Point-annotation data

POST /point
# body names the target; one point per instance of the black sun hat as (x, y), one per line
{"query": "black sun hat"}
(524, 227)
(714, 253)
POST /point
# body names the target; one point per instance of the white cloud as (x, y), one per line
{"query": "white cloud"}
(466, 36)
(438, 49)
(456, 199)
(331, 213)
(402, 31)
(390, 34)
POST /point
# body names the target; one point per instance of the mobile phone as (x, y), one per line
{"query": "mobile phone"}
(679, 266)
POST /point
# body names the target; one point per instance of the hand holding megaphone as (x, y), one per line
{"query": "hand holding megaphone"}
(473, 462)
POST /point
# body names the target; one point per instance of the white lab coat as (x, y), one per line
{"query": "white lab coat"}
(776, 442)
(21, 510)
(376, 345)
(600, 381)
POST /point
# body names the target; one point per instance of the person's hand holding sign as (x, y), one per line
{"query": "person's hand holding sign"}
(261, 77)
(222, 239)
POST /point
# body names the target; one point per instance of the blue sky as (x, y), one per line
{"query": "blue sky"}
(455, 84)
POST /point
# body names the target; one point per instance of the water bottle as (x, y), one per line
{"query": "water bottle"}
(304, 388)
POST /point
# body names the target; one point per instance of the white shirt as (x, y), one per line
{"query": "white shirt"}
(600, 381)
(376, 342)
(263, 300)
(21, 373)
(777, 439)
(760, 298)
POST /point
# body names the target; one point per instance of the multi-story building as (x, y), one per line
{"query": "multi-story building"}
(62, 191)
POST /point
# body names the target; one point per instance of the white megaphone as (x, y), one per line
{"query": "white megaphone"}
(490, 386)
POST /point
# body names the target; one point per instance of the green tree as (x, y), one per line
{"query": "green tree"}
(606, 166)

* * *

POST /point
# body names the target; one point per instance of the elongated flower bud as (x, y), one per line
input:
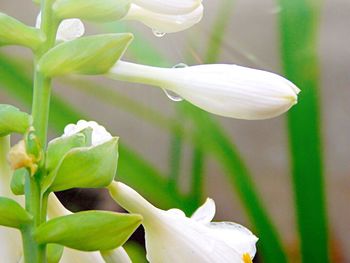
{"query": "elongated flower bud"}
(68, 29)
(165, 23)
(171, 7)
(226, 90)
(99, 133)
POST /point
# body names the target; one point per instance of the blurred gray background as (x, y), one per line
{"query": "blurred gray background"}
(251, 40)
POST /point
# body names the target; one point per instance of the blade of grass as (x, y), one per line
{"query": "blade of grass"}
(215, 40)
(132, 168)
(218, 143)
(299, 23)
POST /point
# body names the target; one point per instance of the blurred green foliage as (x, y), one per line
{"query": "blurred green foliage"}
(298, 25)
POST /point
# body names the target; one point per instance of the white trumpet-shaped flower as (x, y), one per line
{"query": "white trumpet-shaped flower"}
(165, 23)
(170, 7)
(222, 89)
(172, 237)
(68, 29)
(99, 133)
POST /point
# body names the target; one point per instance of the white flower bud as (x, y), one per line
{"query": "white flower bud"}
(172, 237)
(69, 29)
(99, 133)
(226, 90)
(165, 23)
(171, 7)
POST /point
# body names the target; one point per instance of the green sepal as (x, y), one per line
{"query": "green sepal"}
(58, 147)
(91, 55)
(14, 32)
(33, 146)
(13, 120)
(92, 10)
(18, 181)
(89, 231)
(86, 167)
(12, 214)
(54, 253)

---

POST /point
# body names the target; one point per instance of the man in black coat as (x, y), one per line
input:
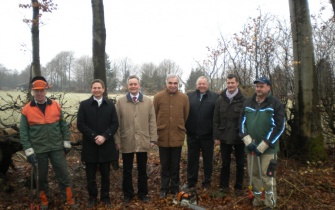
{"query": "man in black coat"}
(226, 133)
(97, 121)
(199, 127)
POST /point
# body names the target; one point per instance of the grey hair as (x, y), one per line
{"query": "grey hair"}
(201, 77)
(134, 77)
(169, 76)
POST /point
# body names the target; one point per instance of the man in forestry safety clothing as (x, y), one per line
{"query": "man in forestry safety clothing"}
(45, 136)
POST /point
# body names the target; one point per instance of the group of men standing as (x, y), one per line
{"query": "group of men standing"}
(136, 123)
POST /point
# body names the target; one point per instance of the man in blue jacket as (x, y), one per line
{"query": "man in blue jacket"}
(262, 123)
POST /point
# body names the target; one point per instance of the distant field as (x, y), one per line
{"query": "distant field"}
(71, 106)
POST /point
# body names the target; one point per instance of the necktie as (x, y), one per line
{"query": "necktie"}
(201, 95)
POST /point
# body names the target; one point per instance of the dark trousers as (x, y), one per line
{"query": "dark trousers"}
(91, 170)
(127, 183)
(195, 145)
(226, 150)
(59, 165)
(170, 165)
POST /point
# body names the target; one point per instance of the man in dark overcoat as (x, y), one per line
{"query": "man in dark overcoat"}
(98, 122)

#### TASK TO CARRY OUT:
Extract every line of the material above that contains the string "blurred", and list those lines.

#### SOLUTION FOR THIS EXERCISE:
# body names the target; one point per instance of the blurred gray background as (x, y), one per line
{"query": "blurred gray background"}
# body names the target; one point per instance of the blurred green foliage as (x, y), one per line
{"query": "blurred green foliage"}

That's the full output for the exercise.